» **Provided records**:

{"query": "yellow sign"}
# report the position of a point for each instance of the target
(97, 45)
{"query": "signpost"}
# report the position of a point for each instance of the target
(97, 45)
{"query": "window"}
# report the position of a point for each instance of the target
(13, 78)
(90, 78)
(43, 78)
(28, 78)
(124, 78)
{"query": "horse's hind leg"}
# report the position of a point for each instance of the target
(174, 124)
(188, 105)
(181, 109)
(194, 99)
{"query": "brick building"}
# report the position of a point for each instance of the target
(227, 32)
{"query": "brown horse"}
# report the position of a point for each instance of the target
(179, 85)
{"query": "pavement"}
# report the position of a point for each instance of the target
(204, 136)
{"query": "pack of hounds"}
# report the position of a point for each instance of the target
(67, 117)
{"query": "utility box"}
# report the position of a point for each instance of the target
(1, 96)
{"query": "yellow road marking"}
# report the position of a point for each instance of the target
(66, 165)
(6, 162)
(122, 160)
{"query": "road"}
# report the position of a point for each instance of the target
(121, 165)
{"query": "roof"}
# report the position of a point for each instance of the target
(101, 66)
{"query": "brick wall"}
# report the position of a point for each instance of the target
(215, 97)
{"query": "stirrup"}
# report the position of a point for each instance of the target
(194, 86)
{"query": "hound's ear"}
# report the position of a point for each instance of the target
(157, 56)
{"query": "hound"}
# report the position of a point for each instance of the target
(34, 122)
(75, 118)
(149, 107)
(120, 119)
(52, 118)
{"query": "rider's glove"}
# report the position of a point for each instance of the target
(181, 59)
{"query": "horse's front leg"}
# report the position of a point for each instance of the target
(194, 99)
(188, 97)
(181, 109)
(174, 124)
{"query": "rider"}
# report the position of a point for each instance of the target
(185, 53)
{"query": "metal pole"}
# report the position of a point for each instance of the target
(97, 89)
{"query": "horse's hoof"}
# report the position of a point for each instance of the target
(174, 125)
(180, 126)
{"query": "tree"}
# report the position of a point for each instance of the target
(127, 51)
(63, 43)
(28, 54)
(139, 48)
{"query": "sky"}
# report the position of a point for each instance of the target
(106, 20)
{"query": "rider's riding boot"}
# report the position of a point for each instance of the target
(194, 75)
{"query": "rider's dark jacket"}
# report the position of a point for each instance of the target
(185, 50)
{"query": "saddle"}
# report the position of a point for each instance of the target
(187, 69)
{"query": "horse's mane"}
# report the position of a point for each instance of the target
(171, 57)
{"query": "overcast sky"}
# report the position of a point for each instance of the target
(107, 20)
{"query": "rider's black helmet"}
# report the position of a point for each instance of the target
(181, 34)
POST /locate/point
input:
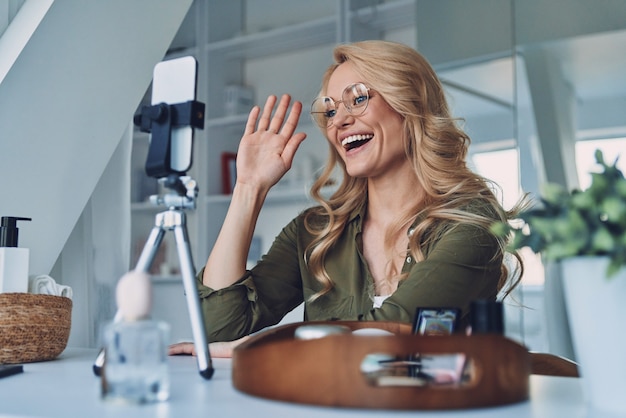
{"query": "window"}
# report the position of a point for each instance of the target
(502, 167)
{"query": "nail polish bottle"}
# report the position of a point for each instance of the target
(13, 259)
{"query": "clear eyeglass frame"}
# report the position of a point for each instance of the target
(355, 99)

» **What you have to do**:
All of the listing is to be written out exactly, with the pictures left out.

» **Answer to the exercise**:
{"query": "yellow sign"}
# report the position of a point for each instance of the target
(97, 45)
{"query": "signpost"}
# report the position of a point for each instance of the target
(97, 45)
{"query": "window"}
# report the position of a point for each instance of the target
(13, 78)
(90, 78)
(43, 78)
(28, 78)
(124, 78)
{"query": "horse's hind leg"}
# report the position of a point for each instance of the target
(174, 124)
(188, 105)
(181, 109)
(194, 99)
{"query": "brick building"}
# report the position of a point for each instance of the target
(227, 32)
{"query": "brown horse"}
# report the position of a point for each instance of the target
(179, 85)
{"query": "pavement"}
# report the position of a point for each instance of the target
(204, 136)
{"query": "pack of hounds"}
# report the position of a point for each instance of the target
(67, 117)
{"query": "utility box"}
# report the position of a point for each instance of the target
(1, 96)
{"query": "yellow road marking"}
# report the position of a point for each instance of the target
(66, 165)
(6, 162)
(122, 160)
{"query": "road"}
# report the position of a point for each instance of the target
(121, 165)
{"query": "roof"}
# report the position of a point for each instance of the target
(101, 66)
{"query": "brick wall"}
# report the position of a point for each instance of the target
(215, 97)
{"query": "stirrup"}
# report the position of a point for each instance of the target
(194, 86)
{"query": "hound's ear"}
# report the position of a point for each instance of the target
(157, 56)
{"query": "hound"}
# report the position of a point for each instance of the target
(34, 122)
(75, 118)
(149, 107)
(120, 119)
(52, 118)
{"query": "rider's glove"}
# report the position of a point for each instance of the target
(181, 59)
{"query": "horse's front leg"}
# report the position of a point for each instance of the target
(194, 99)
(188, 97)
(181, 109)
(174, 124)
{"query": "rider"}
# report the position of a point for each instance of the target
(185, 53)
{"query": "metal pole"}
# report the position of a point for each instance of the target
(97, 89)
{"query": "horse's hoof"}
# report the position of a point for each instance of the target
(174, 125)
(180, 126)
{"query": "tree"}
# report the position of a point for each instance of the target
(127, 51)
(63, 43)
(28, 54)
(139, 48)
{"query": "sky"}
# report the position of a point for each instance of the target
(106, 20)
{"query": "rider's riding boot"}
# report the position of a point for each instance of the target
(194, 75)
{"query": "rider's dark jacket"}
# report the position of a point for each instance of the target
(185, 50)
{"query": "saddle"}
# report the position of a point for each instance of the target
(187, 69)
{"query": "horse's mane"}
# report the position of a point for each instance of the target
(171, 57)
{"query": "overcast sky"}
# report the position of a point for each instance of the target
(107, 20)
{"query": "rider's black helmet"}
# report the position of a point for each instance of the target
(181, 34)
POST /locate/point
input:
{"query": "window"}
# report the position of a point for each instance of the target
(502, 167)
{"query": "nail polish bottle"}
# report the position of a point for each instance of the target
(13, 259)
{"query": "clear eyeglass frame"}
# report the position of a point for each instance of the target
(355, 99)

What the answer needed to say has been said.